↓↓↓

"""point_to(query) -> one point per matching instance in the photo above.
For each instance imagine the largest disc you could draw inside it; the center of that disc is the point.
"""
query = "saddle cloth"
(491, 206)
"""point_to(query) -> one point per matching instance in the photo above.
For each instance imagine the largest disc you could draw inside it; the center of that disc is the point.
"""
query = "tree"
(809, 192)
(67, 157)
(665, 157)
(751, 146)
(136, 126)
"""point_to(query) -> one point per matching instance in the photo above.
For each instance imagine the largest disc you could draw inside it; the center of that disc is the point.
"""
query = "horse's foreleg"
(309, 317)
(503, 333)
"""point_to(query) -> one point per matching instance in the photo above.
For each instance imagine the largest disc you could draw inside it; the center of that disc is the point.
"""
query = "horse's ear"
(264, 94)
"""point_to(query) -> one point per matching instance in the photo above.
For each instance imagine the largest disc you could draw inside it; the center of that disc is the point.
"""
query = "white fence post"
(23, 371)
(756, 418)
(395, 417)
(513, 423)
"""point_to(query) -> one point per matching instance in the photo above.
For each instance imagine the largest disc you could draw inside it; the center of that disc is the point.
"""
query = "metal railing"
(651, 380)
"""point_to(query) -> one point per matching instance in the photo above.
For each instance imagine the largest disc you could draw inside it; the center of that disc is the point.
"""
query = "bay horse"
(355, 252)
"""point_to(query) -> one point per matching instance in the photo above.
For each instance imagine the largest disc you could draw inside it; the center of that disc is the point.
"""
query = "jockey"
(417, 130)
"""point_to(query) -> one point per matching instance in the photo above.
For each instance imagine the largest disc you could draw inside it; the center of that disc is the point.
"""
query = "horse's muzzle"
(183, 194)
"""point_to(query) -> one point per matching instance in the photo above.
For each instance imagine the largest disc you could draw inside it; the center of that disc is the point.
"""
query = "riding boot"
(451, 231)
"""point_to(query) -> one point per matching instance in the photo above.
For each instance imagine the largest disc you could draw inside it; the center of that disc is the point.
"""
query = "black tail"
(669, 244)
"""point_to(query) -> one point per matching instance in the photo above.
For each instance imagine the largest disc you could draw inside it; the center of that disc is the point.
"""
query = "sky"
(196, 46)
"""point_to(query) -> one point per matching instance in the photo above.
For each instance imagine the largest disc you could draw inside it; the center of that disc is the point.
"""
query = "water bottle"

↑↑↑

The response has to match the records above word for word.

"""point_to(query) -> one point per matching instance in the photo above.
For each instance imagine the largest disc you could draw inside it; the center of that disc is the point.
"""
query = "saddle cloth"
(491, 206)
"""point_to(query) -> one point per matching instance in the photo above.
For each instance imagine the largest disc you could draw inside it; the center of that disc is the point.
"""
query = "tree"
(809, 192)
(67, 157)
(665, 157)
(751, 146)
(136, 126)
"""point_to(query) -> one point per matching instance in the photo above.
For each instance imagine the largest disc you could draw inside it; the center of that disc is the point.
"""
query = "horse's foreleg"
(309, 317)
(503, 333)
"""point_to(query) -> one point per matching instance in the photo above.
For each instance imagine the largest disc you could draw inside it; the center of that disc is the point.
"""
query = "horse's ear"
(264, 94)
"""point_to(query) -> one point per matching instance in the photo above.
For each instance imagine the largest disc you could draw inside it; the center of that disc is the point.
"""
query = "white fence post"
(23, 371)
(756, 418)
(395, 417)
(513, 423)
"""point_to(query) -> one point per matching instance in the photo above.
For each instance imagine the largest disc you could draw inside it; the center of that disc is the point.
"""
query = "metal railing"
(651, 380)
"""point_to(query) -> one point per matching instance in the photo above.
For each instance imagine the largest disc you could draw inside it; the center of that disc is the point.
"""
query = "bay horse"
(355, 252)
"""point_to(query) -> one point per matching instance in the photo above.
For each instance imagine the largest disc you could draw inside it; the center of that disc is the point.
"""
query = "jockey"
(417, 130)
"""point_to(query) -> one point per matching instance in the photo above.
For each instance imagine the largest disc you could draw inside it; the center of that disc is the point.
"""
query = "horse's muzzle"
(183, 194)
"""point_to(query) -> one point per matching instance in the photo above.
For each instance imagine the largest disc you could draw inside it; the center of that disc is the point.
"""
query = "riding boot"
(451, 231)
"""point_to(query) -> one point per matching instance in the photo above.
For each instance imagine the largest disc you could draw inside it; the center of that disc is the point.
"""
query = "black tail"
(669, 244)
"""point_to(query) -> one point per matching instance in the photo above.
For each instance imagine the largest disc you could draw inside it; the center of that disc is the point.
"""
query = "sky"
(196, 46)
"""point_to(query) -> one point per matching instance in the photo above.
For each instance imagine the largest disc you could draw inside it; the center of that disc is the point.
"""
query = "water bottle"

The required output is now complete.